▶ **WHAT YOU SHOULD DO**
Look for "after" in every line of the listing. Copy the lines that have it.
*** Block opens ***
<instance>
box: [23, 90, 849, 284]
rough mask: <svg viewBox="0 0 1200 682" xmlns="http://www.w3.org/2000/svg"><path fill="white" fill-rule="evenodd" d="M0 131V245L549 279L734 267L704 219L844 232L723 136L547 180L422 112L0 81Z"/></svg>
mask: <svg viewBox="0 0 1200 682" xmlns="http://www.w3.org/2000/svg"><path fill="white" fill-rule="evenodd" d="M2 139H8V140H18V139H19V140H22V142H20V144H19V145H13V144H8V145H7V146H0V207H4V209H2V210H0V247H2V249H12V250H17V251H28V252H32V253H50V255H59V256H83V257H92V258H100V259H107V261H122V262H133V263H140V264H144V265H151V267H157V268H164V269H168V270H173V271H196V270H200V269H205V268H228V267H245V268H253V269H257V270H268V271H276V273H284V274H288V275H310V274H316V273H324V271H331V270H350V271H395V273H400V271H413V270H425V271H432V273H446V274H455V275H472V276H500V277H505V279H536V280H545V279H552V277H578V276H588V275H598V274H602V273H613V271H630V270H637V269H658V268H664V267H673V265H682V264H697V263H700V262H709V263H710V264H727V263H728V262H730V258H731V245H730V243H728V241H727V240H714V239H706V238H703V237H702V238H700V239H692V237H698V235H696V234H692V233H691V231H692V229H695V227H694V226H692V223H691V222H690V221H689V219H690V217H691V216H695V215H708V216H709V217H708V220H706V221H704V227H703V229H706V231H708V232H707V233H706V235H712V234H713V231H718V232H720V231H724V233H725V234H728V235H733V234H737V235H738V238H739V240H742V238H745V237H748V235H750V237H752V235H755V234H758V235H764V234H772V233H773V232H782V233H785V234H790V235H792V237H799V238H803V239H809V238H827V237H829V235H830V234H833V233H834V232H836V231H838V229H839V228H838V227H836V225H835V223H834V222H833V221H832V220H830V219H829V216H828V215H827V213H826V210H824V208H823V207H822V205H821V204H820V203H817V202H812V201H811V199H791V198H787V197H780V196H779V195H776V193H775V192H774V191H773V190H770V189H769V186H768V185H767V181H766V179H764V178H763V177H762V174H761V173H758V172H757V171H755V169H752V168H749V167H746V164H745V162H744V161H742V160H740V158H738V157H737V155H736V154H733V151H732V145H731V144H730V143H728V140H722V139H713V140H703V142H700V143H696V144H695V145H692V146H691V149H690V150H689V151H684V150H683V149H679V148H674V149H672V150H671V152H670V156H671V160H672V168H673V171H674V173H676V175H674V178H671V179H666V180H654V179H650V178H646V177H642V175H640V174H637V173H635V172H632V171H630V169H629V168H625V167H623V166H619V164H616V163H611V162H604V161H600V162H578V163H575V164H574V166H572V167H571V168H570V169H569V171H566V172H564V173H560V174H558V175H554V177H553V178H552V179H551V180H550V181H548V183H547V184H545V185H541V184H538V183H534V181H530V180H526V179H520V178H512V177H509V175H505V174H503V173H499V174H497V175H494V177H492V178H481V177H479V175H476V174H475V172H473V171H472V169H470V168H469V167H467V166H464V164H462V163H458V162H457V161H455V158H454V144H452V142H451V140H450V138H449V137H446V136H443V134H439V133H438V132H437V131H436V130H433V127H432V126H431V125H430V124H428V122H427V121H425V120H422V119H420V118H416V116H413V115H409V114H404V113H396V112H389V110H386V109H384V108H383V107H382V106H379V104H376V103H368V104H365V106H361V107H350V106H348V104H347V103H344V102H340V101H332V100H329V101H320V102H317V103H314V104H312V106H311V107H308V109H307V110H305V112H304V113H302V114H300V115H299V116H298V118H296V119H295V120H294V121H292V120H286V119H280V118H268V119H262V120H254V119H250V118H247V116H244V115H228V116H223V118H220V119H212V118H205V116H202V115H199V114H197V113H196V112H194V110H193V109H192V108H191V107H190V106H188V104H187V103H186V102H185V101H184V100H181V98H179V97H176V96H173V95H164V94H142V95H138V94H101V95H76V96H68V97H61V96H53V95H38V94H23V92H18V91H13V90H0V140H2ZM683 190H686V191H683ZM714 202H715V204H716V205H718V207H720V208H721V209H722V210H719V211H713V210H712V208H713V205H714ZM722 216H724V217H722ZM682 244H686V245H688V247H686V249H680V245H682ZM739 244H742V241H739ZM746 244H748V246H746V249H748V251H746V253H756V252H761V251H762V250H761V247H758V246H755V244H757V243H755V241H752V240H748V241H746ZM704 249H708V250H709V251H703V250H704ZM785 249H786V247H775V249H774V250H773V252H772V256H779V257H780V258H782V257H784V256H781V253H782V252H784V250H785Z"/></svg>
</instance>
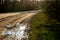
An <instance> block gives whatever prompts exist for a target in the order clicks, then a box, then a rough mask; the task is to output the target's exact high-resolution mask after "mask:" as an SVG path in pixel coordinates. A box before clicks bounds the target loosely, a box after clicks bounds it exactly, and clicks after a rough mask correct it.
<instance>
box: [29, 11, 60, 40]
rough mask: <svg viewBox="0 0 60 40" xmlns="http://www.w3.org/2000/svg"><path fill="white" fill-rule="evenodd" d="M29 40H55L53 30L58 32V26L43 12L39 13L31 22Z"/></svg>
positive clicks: (47, 15)
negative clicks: (29, 38) (29, 39)
mask: <svg viewBox="0 0 60 40" xmlns="http://www.w3.org/2000/svg"><path fill="white" fill-rule="evenodd" d="M30 23H31V32H30V40H56V39H55V38H56V36H55V34H56V33H55V32H54V30H59V29H58V28H59V26H58V27H56V26H57V24H60V23H59V22H58V21H56V20H54V19H49V16H48V15H46V14H45V13H44V12H39V13H38V14H37V15H35V16H34V17H33V18H32V20H31V22H30Z"/></svg>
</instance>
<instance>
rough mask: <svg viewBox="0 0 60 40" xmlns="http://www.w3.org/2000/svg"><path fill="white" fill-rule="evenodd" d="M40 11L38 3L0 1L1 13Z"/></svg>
mask: <svg viewBox="0 0 60 40" xmlns="http://www.w3.org/2000/svg"><path fill="white" fill-rule="evenodd" d="M36 9H40V2H36V1H16V0H14V1H8V0H5V1H2V0H0V12H17V11H28V10H36Z"/></svg>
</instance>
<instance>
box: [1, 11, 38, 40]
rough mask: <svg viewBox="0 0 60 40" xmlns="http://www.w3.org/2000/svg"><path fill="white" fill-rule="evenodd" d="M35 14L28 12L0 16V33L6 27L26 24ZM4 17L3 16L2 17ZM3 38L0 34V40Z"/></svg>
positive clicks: (34, 12)
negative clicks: (31, 17)
mask: <svg viewBox="0 0 60 40" xmlns="http://www.w3.org/2000/svg"><path fill="white" fill-rule="evenodd" d="M36 13H37V12H36V11H35V12H34V11H32V12H31V11H30V12H21V13H19V12H18V13H14V14H8V15H7V14H0V31H3V30H5V29H6V28H7V27H8V28H10V27H14V26H15V25H16V23H23V22H27V21H29V20H30V19H31V17H32V16H33V15H35V14H36ZM4 15H5V16H4ZM3 37H4V35H1V32H0V40H1V39H2V38H3Z"/></svg>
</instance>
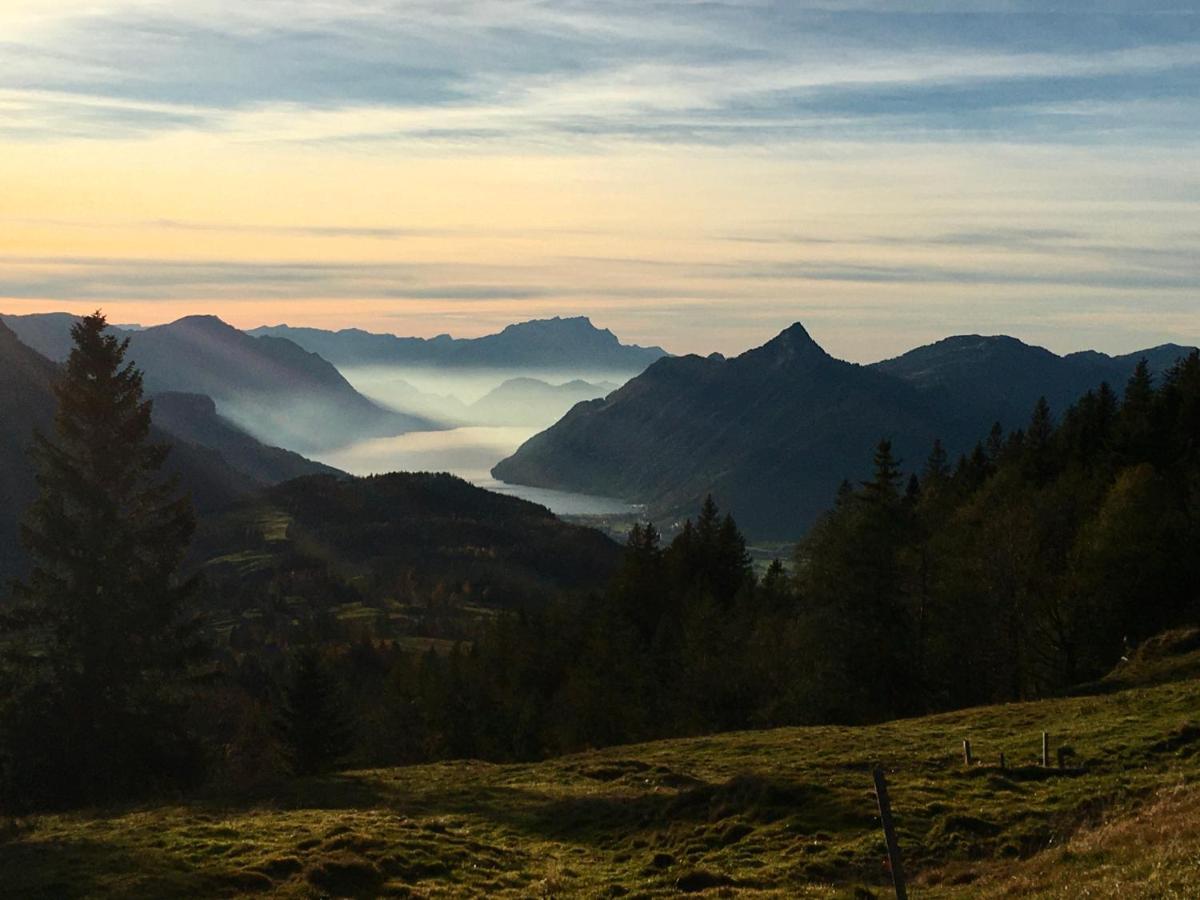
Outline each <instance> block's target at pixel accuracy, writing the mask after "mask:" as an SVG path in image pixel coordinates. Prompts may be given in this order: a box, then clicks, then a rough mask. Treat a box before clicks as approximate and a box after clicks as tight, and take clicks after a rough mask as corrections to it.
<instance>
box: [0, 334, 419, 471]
mask: <svg viewBox="0 0 1200 900" xmlns="http://www.w3.org/2000/svg"><path fill="white" fill-rule="evenodd" d="M4 320H5V322H6V323H7V324H8V325H10V326H11V328H12V329H13V331H16V332H17V335H18V336H22V337H23V340H24V337H25V336H28V337H29V341H30V343H31V346H34V347H35V349H40V350H41V352H43V353H46V354H47V355H49V356H50V358H52V359H55V360H62V359H65V358H66V354H67V353H70V348H71V337H70V330H71V325H72V324H73V322H74V317H71V316H66V314H61V313H50V314H46V316H10V317H4ZM121 334H124V336H126V337H128V338H130V356H128V358H130V359H131V360H132V361H133V362H134V364H137V365H138V366H139V367H140V368H142V370H143V371H144V373H145V384H146V390H148V391H151V392H162V391H179V392H187V394H203V395H206V396H209V397H212V398H214V400H215V401H216V403H217V408H218V409H220V410H221V414H222V415H223V416H226V418H227V419H229V420H232V421H234V422H235V424H236V425H238V426H239V427H241V428H242V430H245V431H247V432H250V433H251V434H253V436H254V437H257V438H259V439H262V440H264V442H268V443H270V444H276V445H282V446H287V448H289V449H293V450H300V451H304V452H310V451H317V450H324V449H329V448H334V446H340V445H343V444H347V443H350V442H353V440H356V439H362V438H368V437H383V436H390V434H401V433H404V432H407V431H419V430H427V428H432V427H437V426H436V425H433V424H432V422H430V421H427V420H425V419H421V418H419V416H413V415H406V414H402V413H397V412H395V410H390V409H384V408H383V407H380V406H378V404H377V403H374V402H372V401H370V400H367V398H366V397H364V396H362V395H361V394H359V392H358V391H356V390H354V388H353V386H352V385H350V384H349V382H347V380H346V379H344V378H343V377H342V376H341V373H340V372H338V371H337V370H336V368H335V367H334V366H332V365H331V364H329V362H328V361H326V360H324V359H322V358H320V356H318V355H317V354H314V353H310V352H307V350H304V349H301V348H300V347H298V346H296V344H294V343H292V342H290V341H287V340H283V338H278V337H251V336H250V335H246V334H245V332H242V331H239V330H238V329H235V328H233V326H232V325H228V324H226V323H224V322H222V320H221V319H218V318H216V317H212V316H190V317H187V318H182V319H179V320H178V322H173V323H170V324H168V325H157V326H155V328H148V329H144V330H140V331H127V332H121Z"/></svg>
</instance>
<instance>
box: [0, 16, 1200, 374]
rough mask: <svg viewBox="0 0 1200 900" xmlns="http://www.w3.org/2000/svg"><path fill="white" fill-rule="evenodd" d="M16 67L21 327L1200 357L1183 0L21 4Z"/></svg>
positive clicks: (9, 123) (8, 219)
mask: <svg viewBox="0 0 1200 900" xmlns="http://www.w3.org/2000/svg"><path fill="white" fill-rule="evenodd" d="M899 10H902V12H900V11H899ZM1045 10H1054V12H1044V11H1045ZM1097 11H1099V12H1097ZM0 62H2V65H0V311H2V312H17V313H19V312H37V311H50V310H68V311H80V312H82V311H90V310H92V308H96V307H97V306H100V307H103V308H104V310H106V312H107V313H108V314H109V318H110V319H112V320H114V322H122V323H124V322H138V323H143V324H151V323H158V322H164V320H169V319H173V318H178V317H179V316H182V314H187V313H196V312H211V313H216V314H220V316H221V317H222V318H226V319H227V320H229V322H230V323H233V324H235V325H239V326H253V325H259V324H274V323H278V322H288V323H290V324H308V325H318V326H324V328H343V326H360V328H366V329H370V330H378V331H394V332H398V334H404V335H434V334H438V332H443V331H449V332H451V334H455V335H460V336H472V335H479V334H484V332H487V331H493V330H497V329H498V328H500V326H503V325H504V324H506V323H510V322H515V320H520V319H526V318H533V317H544V316H552V314H564V316H566V314H588V316H590V317H592V318H593V320H594V322H596V323H598V324H599V325H602V326H607V328H611V329H613V330H614V331H616V332H617V334H618V335H619V336H620V337H622V338H623V340H626V341H634V342H638V343H658V344H662V346H664V347H666V348H667V349H670V350H672V352H677V353H678V352H691V350H695V352H706V353H707V352H710V350H714V349H718V350H722V352H726V353H732V352H739V350H742V349H744V348H746V347H749V346H754V344H757V343H762V342H763V341H764V340H766V338H767V337H769V336H770V335H772V334H774V332H775V331H778V330H779V329H781V328H784V326H785V325H787V324H790V323H792V322H794V320H802V322H804V323H805V325H808V326H809V330H810V331H811V332H812V335H814V336H815V337H816V338H817V340H818V341H820V342H822V343H823V344H824V346H826V347H827V348H828V349H829V350H830V352H833V353H835V354H836V355H840V356H844V358H847V359H854V360H863V361H866V360H874V359H880V358H882V356H887V355H892V354H894V353H898V352H900V350H904V349H907V348H908V347H912V346H914V344H918V343H923V342H928V341H930V340H934V338H937V337H941V336H944V335H948V334H958V332H988V334H992V332H1008V334H1014V335H1016V336H1019V337H1021V338H1024V340H1027V341H1032V342H1036V343H1042V344H1044V346H1048V347H1050V348H1051V349H1055V350H1058V352H1066V350H1074V349H1080V348H1084V347H1096V348H1098V349H1103V350H1109V352H1128V350H1133V349H1135V348H1141V347H1146V346H1150V344H1156V343H1162V342H1165V341H1176V342H1181V343H1196V342H1200V246H1198V245H1200V155H1198V151H1200V12H1198V4H1196V0H1183V1H1178V0H1175V1H1170V2H1154V0H1140V1H1138V2H1116V1H1114V2H1106V1H1105V0H1088V1H1086V2H1085V1H1084V0H1067V1H1064V2H1045V0H1031V1H1030V2H1026V1H1025V0H982V1H980V2H940V1H937V0H924V1H922V0H917V1H913V2H887V1H884V0H878V1H877V2H869V1H868V2H833V1H829V2H823V4H809V2H803V0H797V1H796V2H778V4H776V2H766V1H763V2H758V1H756V0H727V1H726V2H698V1H692V0H612V1H610V2H601V1H599V0H596V1H593V2H586V1H584V0H504V1H500V0H404V1H395V2H390V1H388V0H320V1H319V2H277V1H275V0H250V1H247V0H241V1H240V2H226V1H224V0H173V1H172V2H138V1H133V0H130V1H121V0H92V1H90V2H84V1H82V0H78V1H77V0H17V1H16V2H13V1H12V0H0Z"/></svg>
*** Block closes ***
▶ **EXPECTED OUTPUT**
An <instance> block gives whatever prompts exist for a target in the order clicks, then a box, then a rough mask; the task is to output the target's exact high-resolution mask after "mask:" as an SVG path in pixel coordinates. A box before clicks bounds the target loosely, a box after clicks bounds it exactly, and clicks after a rough mask correct it.
Outline each <instance> block's target at pixel accuracy, writing the mask after "mask:" as an SVG path in image pixel coordinates. Prompts may be given in this order: a box, then clicks, then a rough mask. Treat a box before clicks as approximate and a box after clicks as tight, and take clicks after a rough mask as corrections to it.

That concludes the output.